# Given exercise 1:
Write out the stretch of the Golf For Goldens post from "# Golf For Goldens-October" through "or email me.".
# Given exercise 2:
Write what comes next in the Golf For Goldens post, picking up after its last sentence.

# Source excerpt:
++++++++++++++++++++

# Golf For Goldens-October 6, Benefits Sunshine Goldens



## Brinkleysmom (Dec 17, 2005)

Okay, everyone, the date has been set, the course has been reserved and the time is set for tee off at nine.
Golf For Goldens will take place at Western Turnpike Golf Course on Saturday, October 6. Tee off time for the first tee off time will be at 9am.
There will be a nice lunch at the turn after the first nine and a wonderful dinner at the Pavilion after the eighteen. There will be a silent auction.
Also there will be prizes for the closest to the pin, longest drive and the winning foursome.
Also, if someone hits a hole in one, they will go home with a 2008 Hummer. I was trying to get Harley Davidson to donate but they said see them next year. LOL!!!
If anyone wants more information PM me or email me. 
This golf tournament is being done by Ryleys Run to benefit Sunshine Golden Retriever Rescue. So come on out and play. Get a foursome together and come on out. It will be a wonderful day. Nutro and Purina are already on board as sponsors for a tee. Nutro is setting up their booth as well. Camp Bow Wow will be there as will Little Paws Treats Bakery.

++++++++++++++++++++

# Record set:

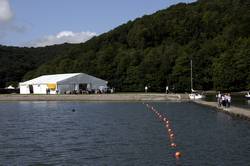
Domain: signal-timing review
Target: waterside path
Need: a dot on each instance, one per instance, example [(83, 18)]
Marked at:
[(232, 110), (97, 97)]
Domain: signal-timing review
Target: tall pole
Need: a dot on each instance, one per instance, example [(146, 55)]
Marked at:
[(191, 81)]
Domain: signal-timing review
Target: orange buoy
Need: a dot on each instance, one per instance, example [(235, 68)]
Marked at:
[(172, 135), (173, 145), (177, 154)]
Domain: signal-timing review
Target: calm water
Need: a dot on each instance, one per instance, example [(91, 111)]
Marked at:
[(49, 133)]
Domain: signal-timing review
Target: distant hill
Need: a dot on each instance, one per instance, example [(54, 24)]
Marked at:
[(154, 50)]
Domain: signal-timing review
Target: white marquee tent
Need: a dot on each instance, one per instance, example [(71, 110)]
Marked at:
[(61, 84)]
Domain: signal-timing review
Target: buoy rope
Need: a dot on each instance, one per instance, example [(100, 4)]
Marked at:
[(167, 123)]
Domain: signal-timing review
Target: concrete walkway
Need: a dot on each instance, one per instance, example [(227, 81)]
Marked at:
[(97, 97), (236, 111)]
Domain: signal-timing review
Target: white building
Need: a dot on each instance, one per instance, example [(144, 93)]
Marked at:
[(61, 84)]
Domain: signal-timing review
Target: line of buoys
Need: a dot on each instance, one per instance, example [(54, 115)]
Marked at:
[(167, 124)]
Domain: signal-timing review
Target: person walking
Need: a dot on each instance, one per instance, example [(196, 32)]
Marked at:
[(219, 99), (228, 98)]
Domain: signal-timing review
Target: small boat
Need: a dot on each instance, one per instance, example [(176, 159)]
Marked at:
[(194, 94), (247, 95)]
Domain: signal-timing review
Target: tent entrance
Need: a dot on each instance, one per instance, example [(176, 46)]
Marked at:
[(83, 86), (31, 89)]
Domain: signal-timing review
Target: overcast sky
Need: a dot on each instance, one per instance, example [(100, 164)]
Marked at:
[(46, 22)]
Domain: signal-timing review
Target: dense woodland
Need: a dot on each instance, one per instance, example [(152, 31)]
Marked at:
[(154, 50)]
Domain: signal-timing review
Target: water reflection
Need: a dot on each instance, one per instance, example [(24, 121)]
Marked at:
[(39, 133)]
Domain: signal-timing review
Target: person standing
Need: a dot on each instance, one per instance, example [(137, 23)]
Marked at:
[(228, 97), (167, 89), (219, 99)]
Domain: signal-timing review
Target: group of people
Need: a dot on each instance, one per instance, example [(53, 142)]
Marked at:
[(224, 99)]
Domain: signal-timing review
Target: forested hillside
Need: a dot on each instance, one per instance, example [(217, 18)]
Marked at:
[(156, 50)]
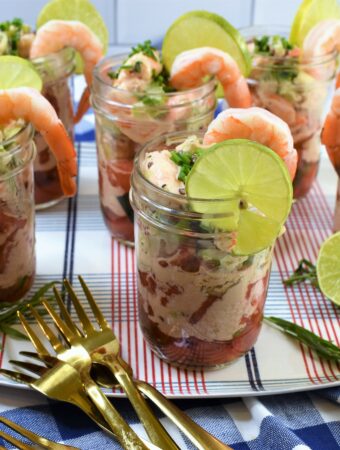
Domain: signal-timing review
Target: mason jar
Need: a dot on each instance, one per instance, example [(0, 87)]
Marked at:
[(55, 70), (200, 306), (296, 90), (17, 241), (124, 124)]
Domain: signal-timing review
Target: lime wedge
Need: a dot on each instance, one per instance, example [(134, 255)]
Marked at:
[(18, 72), (205, 29), (257, 184), (311, 12), (328, 268), (81, 10)]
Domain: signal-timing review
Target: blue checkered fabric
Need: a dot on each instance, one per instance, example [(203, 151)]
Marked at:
[(299, 421)]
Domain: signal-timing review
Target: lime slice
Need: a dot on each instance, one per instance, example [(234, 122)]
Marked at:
[(18, 72), (309, 14), (257, 184), (81, 10), (328, 268), (204, 29)]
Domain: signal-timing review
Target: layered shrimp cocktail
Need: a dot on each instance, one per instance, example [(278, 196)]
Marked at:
[(135, 99), (17, 255), (51, 50), (20, 108), (293, 82), (208, 209)]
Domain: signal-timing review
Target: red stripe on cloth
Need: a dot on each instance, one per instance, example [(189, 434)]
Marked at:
[(278, 250), (170, 379), (145, 362), (203, 382), (293, 264), (323, 235), (326, 208), (135, 314), (187, 381), (305, 252), (179, 381), (327, 213), (196, 383), (315, 244), (161, 364), (129, 302), (153, 370), (113, 287), (3, 341), (119, 294)]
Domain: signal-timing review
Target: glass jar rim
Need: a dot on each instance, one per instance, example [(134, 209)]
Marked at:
[(21, 138), (161, 192), (261, 30), (61, 62), (107, 61)]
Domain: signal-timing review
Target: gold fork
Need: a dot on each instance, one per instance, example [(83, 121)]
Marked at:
[(61, 381), (35, 438), (68, 382), (99, 344)]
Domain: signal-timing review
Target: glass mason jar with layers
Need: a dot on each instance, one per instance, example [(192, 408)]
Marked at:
[(17, 241), (123, 124), (199, 304), (55, 70), (296, 91)]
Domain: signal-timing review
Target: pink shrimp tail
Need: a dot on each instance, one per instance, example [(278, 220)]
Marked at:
[(291, 161), (83, 105), (66, 160), (337, 82), (238, 94)]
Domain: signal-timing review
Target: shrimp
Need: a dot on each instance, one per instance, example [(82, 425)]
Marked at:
[(322, 39), (278, 105), (55, 35), (28, 104), (190, 67), (138, 71), (258, 125), (330, 135)]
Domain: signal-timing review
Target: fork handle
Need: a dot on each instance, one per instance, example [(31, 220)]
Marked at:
[(198, 436), (155, 430), (123, 432)]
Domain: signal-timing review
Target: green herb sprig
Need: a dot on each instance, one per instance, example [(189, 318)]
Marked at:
[(322, 347), (185, 160), (13, 30), (146, 48), (306, 271), (8, 311), (272, 45)]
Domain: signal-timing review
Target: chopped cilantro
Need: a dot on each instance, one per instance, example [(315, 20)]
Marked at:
[(272, 45), (113, 75), (14, 30), (185, 160), (279, 47), (146, 48)]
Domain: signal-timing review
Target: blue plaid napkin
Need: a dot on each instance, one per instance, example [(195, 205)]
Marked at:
[(283, 422)]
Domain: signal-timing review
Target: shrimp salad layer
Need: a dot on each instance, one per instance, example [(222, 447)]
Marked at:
[(228, 291), (17, 262)]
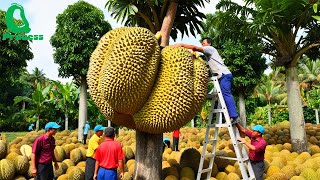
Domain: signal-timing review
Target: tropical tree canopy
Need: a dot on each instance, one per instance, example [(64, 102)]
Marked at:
[(151, 13), (78, 30)]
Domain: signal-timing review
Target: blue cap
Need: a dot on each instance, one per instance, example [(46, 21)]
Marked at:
[(52, 125), (258, 128), (98, 128)]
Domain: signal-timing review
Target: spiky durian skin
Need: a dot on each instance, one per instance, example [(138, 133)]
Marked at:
[(122, 72), (172, 101)]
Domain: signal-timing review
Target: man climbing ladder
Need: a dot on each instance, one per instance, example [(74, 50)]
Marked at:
[(218, 67)]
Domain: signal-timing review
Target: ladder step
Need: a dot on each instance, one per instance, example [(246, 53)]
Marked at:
[(205, 170), (209, 155), (231, 158), (218, 110), (210, 141)]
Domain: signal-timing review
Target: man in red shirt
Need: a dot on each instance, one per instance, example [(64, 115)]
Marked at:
[(109, 156), (175, 143), (257, 148), (43, 153)]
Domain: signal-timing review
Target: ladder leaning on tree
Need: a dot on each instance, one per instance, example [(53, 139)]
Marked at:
[(218, 107)]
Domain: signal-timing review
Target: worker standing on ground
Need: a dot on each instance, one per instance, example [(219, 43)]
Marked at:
[(30, 128), (94, 143), (218, 67), (86, 128), (43, 153), (175, 143), (109, 156), (256, 148), (166, 142)]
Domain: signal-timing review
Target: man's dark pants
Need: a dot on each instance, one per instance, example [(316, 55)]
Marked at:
[(85, 138), (175, 144), (258, 169), (89, 171), (44, 172)]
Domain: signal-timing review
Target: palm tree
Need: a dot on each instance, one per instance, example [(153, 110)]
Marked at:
[(65, 97), (279, 22), (37, 76), (271, 92), (39, 99), (309, 72)]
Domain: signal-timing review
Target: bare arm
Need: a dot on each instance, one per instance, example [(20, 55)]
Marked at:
[(96, 169), (240, 128), (188, 46), (33, 164)]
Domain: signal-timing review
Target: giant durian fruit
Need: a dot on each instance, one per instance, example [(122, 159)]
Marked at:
[(7, 169), (173, 101), (124, 81), (122, 71)]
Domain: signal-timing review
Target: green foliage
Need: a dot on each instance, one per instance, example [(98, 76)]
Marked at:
[(79, 28), (13, 54), (151, 13), (278, 23)]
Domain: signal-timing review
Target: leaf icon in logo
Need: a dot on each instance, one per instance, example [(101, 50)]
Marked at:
[(12, 26)]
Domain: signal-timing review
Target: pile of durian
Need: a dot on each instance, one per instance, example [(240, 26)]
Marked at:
[(140, 86)]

++++++++++++++++++++

# Task answer 1:
# Golf For Goldens-October 6, Benefits Sunshine Goldens



## Brinkleysmom (Dec 17, 2005)

Okay, everyone, the date has been set, the course has been reserved and the time is set for tee off at nine.
Golf For Goldens will take place at Western Turnpike Golf Course on Saturday, October 6. Tee off time for the first tee off time will be at 9am.
There will be a nice lunch at the turn after the first nine and a wonderful dinner at the Pavilion after the eighteen. There will be a silent auction.
Also there will be prizes for the closest to the pin, longest drive and the winning foursome.
Also, if someone hits a hole in one, they will go home with a 2008 Hummer. I was trying to get Harley Davidson to donate but they said see them next year. LOL!!!
If anyone wants more information PM me or email me.

# Task answer 2:
So come on out. Its a worth cause for a worthy rescue.


----------



## GoldenJoyx'stwo (Feb 25, 2007)

Oh boy, this means I have to get up early...

I'll pass this on to Sarah at work Donna. She has a group of golfers who might be interested. You never know!


----------



## Maggies mom (Jan 6, 2006)

Sounds like a great benefit..........


----------



## Brinkleysmom (Dec 17, 2005)

Kimm said:


> Oh boy, this means I have to get up early...
> 
> I'll pass this on to Sarah at work Donna. She has a group of golfers who might be interested. You never know!


They can check out the website Kim at Western Turnpike It will give them the information on the courses. They have three, the red white and blue. We are holding the tournament on the white and blue. So we can send out half on the white and half on the blue. They do a great job and that is where I do most of the golf tournaments that I run. Just had the CF and Leukemia Society one there not to long ago. Tim just does an amazing job. He makes it easy on me. Tell them it will be worth it. Golf season in the Northeast will be winding down and what better way to spend a Saturday but playing golf in October with the beautiful fall foilage.


----------



## justmejanis (Feb 25, 2007)

It sounds like another fun and fabulous event!


----------



## Rob's GRs (Feb 25, 2007)

It sounds as if it should be a great time for all.


----------



## GoldenJoyx'stwo (Feb 25, 2007)

I'll send Sarah the link to this thread!


----------



## Brinkleysmom (Dec 17, 2005)

Kimm said:


> I'll send Sarah the link to this thread!


That will work. IT will be nice if you could get a contingent from CT to come and support Sunshine.


----------



## Sunshine Goldens (Oct 31, 2005)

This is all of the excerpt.